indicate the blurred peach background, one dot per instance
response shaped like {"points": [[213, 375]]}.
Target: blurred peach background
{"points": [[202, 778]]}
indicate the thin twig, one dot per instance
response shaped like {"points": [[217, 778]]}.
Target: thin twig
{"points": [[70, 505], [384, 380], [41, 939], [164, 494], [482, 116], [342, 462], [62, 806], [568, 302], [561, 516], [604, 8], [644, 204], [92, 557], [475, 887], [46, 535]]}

◆ INSTRUCTION: Write out each of the items above again, line for line, with no changes.

◆ FINISHED ANSWER:
indicate the blurred peach background, one dot per instance
response shaped like {"points": [[213, 375]]}.
Target: blurred peach background
{"points": [[202, 778]]}
indicate the thin twig, one dot per instance
response shaped like {"points": [[217, 778]]}.
Target: thin twig
{"points": [[70, 505], [384, 380], [41, 939], [164, 494], [482, 116], [342, 462], [62, 806], [568, 302], [561, 516], [604, 8], [644, 204], [92, 557], [475, 887], [46, 535]]}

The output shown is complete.